**TASK OBJECTIVE**: Render all the material below as a numbered list, leaving out any blank lines.

**Data items**:
--------------------
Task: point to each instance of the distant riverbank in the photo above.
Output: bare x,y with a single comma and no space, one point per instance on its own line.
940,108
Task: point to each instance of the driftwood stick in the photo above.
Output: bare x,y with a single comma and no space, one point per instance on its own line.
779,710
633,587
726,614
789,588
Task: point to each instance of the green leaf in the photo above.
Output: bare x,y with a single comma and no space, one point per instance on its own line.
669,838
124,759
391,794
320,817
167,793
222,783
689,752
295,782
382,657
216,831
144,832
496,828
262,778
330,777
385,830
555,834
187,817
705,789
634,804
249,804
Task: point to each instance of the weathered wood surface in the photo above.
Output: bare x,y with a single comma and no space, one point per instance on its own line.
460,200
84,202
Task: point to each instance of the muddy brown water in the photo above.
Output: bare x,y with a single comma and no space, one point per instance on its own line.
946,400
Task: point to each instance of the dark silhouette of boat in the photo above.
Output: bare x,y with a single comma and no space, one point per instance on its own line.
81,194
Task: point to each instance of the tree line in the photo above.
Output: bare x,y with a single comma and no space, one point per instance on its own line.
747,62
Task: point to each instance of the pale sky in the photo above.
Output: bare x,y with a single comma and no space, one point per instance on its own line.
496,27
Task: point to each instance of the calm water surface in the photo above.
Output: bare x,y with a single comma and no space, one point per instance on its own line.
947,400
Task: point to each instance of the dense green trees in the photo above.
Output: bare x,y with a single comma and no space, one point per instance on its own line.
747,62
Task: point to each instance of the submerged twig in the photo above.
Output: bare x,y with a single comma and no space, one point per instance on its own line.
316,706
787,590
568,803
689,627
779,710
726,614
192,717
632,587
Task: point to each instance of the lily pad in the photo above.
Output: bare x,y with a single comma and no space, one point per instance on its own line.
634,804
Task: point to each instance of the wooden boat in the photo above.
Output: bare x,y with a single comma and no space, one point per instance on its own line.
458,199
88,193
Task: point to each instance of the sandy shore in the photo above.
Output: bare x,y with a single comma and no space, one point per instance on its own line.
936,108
--------------------
**ANSWER TO THE EXERCISE**:
1. Task: point to each instance of the distant riverbank in the photo above.
2. Output: bare x,y with a single comma and no space, one point per instance on its own line.
3. 940,108
4. Task: point to each instance of the driftwood stick in the photo above.
5. Output: bare x,y with a single comma and no space, one point per instance on its own line.
6. 779,710
7. 633,587
8. 726,614
9. 789,588
10. Task: point to each instance of the green leaf in the photo above.
11. Output: bare x,y with a single comma and no space, one point per instance on its own line.
12. 669,838
13. 124,759
14. 391,794
15. 320,817
16. 167,793
17. 222,783
18. 689,752
19. 295,782
20. 382,657
21. 216,831
22. 144,832
23. 496,828
24. 262,778
25. 330,777
26. 385,830
27. 555,834
28. 187,817
29. 705,789
30. 634,804
31. 249,804
32. Task: point to each instance of the weathered wood surface in the photo above.
33. Output: bare x,y with a single comma and no space, one point per instance on its own line.
34. 460,200
35. 84,202
36. Task: point to each instance of the muddy brown water in the photo above.
37. Output: bare x,y with a single comma and no space, one point per instance on its own line.
38. 946,400
39. Task: point to each instance of the dark silhouette of boat in the photo above.
40. Output: bare x,y with a single comma and no space, one point per instance on its own line.
41. 81,194
42. Task: point to each instance of the tree line in the photo above.
43. Output: bare x,y with a single comma and no space, one point per instance on its own line.
44. 747,62
45. Task: point to each instance of the pale sky in the photo above.
46. Output: bare x,y with a single comma and no space, one point per instance on its own line.
47. 496,27
48. Task: point to each instance of the calm water surface in the photo above.
49. Output: bare x,y with a single comma and no space, one point per instance on its own line.
50. 947,400
51. Task: point to each instance of the dense green trees in the photo above.
52. Output: bare x,y with a single comma and no space, one point per instance on its own line.
53. 747,62
54. Task: point to each instance of the submerged twig in the photo above.
55. Output: bare x,y with a single comma and no space, one point per instance on its own line.
56. 316,706
57. 787,590
58. 568,803
59. 689,627
60. 779,710
61. 726,614
62. 192,717
63. 632,587
64. Task: point to each instance of the lily pad in the photo above.
65. Output: bare x,y with a single comma and no space, one point per instance on its own line.
66. 634,804
67. Task: point to each instance of the wooden boat in the photo above.
68. Output: bare x,y with a single comma and no space, one point per instance on its own line.
69. 458,199
70. 88,193
71. Task: point to each instance of the sandy shore in the photo above.
72. Output: bare x,y with a single comma and no space, one point per instance on its own line.
73. 936,108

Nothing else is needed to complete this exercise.